Copy the full listing exactly.
##### Listed records
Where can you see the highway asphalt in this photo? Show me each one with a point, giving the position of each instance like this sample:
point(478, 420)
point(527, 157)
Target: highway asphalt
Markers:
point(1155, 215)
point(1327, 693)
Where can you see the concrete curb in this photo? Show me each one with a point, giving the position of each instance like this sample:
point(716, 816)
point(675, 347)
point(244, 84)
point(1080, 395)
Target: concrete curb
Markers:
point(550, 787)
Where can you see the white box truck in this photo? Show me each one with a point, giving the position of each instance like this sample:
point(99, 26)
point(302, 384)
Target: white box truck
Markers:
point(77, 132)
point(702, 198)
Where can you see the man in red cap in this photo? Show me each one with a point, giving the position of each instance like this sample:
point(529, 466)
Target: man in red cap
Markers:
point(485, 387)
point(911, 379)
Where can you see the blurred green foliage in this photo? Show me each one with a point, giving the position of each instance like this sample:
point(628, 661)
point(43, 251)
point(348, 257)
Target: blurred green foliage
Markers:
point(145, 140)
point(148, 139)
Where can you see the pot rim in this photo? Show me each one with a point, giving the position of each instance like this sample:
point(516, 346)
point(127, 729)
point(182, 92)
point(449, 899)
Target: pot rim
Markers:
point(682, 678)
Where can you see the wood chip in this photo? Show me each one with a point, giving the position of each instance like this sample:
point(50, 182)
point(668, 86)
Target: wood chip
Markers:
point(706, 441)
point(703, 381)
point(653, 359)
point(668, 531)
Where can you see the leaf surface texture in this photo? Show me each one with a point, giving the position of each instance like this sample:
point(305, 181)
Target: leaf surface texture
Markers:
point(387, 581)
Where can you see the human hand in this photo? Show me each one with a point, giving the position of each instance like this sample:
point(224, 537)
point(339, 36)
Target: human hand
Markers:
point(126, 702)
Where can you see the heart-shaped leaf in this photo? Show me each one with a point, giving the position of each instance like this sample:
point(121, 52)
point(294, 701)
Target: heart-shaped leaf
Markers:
##########
Expected output -
Where can you see the highway asphalt in this photo? Show me each one with a point, giving the position of each instance like this sample:
point(478, 420)
point(527, 157)
Target: highway asphalt
Markers:
point(1155, 215)
point(1327, 693)
Where can you see the concrete curb in this photo? Show me each one with a point, giving the position of each instance like this sample:
point(716, 816)
point(675, 347)
point(244, 84)
point(1080, 395)
Target: concrete curb
Markers:
point(550, 787)
Where can you see the white box truck in this photo? Show me each one with a point, giving the position of each instance like this sample:
point(99, 26)
point(302, 384)
Target: white box truck
Markers:
point(77, 132)
point(702, 198)
Where can you see the man in red cap in this photo? Show me each one with a point, giving the position of each instance like this sample:
point(529, 466)
Target: man in red cap
Markers:
point(485, 387)
point(911, 379)
Where can you see the blurred green foliage in this photo? Show me each one with a point, giving the position of each instance like this sample:
point(628, 661)
point(43, 251)
point(348, 257)
Target: blurred green foliage
Markers:
point(145, 140)
point(148, 139)
Where can you see the pot rim in this photo? Show me each one with a point, giving the position of each instance like this sample:
point(516, 346)
point(127, 729)
point(182, 92)
point(449, 899)
Target: pot rim
Markers:
point(682, 678)
Where can you see the wood chip in this photo? Show me each one with a point, giving the position of each instance like this sample:
point(50, 182)
point(668, 86)
Target: wood chip
Markers:
point(706, 441)
point(703, 381)
point(653, 359)
point(668, 531)
Where can you see the leaf surface texture in this photo? Show me each one with a point, giving the position of each instance like this sample:
point(305, 181)
Target: leaf surface texture
Markers:
point(387, 581)
Where can you see the human hand in this photo? Show me each one with a point, giving the position of each instance like this sample:
point(224, 537)
point(339, 36)
Target: human hand
Markers:
point(126, 702)
Where can you see the heart-shaped leaf in this photo? Show me each one with a point, giving the position of each instance like this sample:
point(121, 52)
point(294, 701)
Target: heart-shaped leaf
Markers:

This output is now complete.